What you will do ::
- 1) Answer these questions from the text on MSP staffing:
(a) Which company does it name as offering its own staff to work in a customer's facility?
(b) What does it say would generally be impractical for everyone involved?
(c) Which functions does it list for the full-time, on-site MSP staff in hybrid models?
- 2) Duplicate, word for word, everything in the text on MSP staffing from "MSP Does Not" down to "infrastructure and ecosystem.".

Provided text ::
####
MSP Does Not Mean Off Site

You hear this often: “I don’t want to work with an MSP, because I want my IT people sitting right here where we can talk to them.”  The idea here is a good one, having your IT people, or at least certain IT roles that need to interact with end users and “other humans” often makes total sense.   You can communicate better, get more involved socially, build better relationships – being “part of the team” has major value.

What is incorrect, though, is the idea that because you work with an MSP that you do not have that option.  Maybe some MSPs will not offer it, but many (including NTG) absolutely offer their own staff to sit full or part time in your facility allowing them to act and react just like an internal employee would but with the added benefits of the MSP infrastructure and ecosystem.

There is nothing in the MSP model that dictates that staff need to be offsite, or shared between customers.  In fact, an entire MSP could be dedicated to a single customer, although this would generally be impractical for everyone involved.

More typically, what we see, are hybrid models where some MSP staff are full time, dedicated, and on site with a single customer and tend to handle functions that deal directly with people often such as helpdesk, deskside support, training, and security.  Then other resources are shared, and off site handling tasks with little to no human interaction like automation, server management, or similar.  This can allow for the big cost savings and skill benefits of an MSP, while keeping the “face to face, immediate response” nature of having the IT team sitting in the office with everyone else.
####
[Image object location entries]
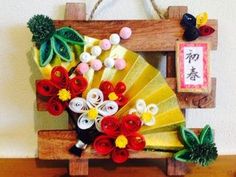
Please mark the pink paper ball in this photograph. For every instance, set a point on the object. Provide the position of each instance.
(96, 64)
(125, 33)
(120, 64)
(82, 68)
(105, 44)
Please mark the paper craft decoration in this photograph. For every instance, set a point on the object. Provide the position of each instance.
(54, 47)
(193, 67)
(195, 27)
(199, 149)
(122, 104)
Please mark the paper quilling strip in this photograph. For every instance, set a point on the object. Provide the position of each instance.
(123, 103)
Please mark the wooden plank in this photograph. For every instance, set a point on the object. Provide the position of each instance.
(148, 35)
(25, 167)
(176, 168)
(78, 167)
(75, 11)
(55, 144)
(170, 64)
(186, 100)
(194, 100)
(177, 12)
(174, 12)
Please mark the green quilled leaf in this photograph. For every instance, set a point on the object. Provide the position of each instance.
(46, 53)
(70, 35)
(189, 137)
(183, 156)
(206, 135)
(61, 48)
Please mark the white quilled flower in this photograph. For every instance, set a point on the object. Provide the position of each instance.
(145, 112)
(93, 109)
####
Results ::
- 1)
(a) NTG.
(b) Dedicating an entire MSP to a single customer.
(c) Helpdesk, deskside support, training, and security.

- 2)
MSP Does Not Mean Off Site

You hear this often: “I don’t want to work with an MSP, because I want my IT people sitting right here where we can talk to them.”  The idea here is a good one, having your IT people, or at least certain IT roles that need to interact with end users and “other humans” often makes total sense.   You can communicate better, get more involved socially, build better relationships – being “part of the team” has major value.

What is incorrect, though, is the idea that because you work with an MSP that you do not have that option.  Maybe some MSPs will not offer it, but many (including NTG) absolutely offer their own staff to sit full or part time in your facility allowing them to act and react just like an internal employee would but with the added benefits of the MSP infrastructure and ecosystem.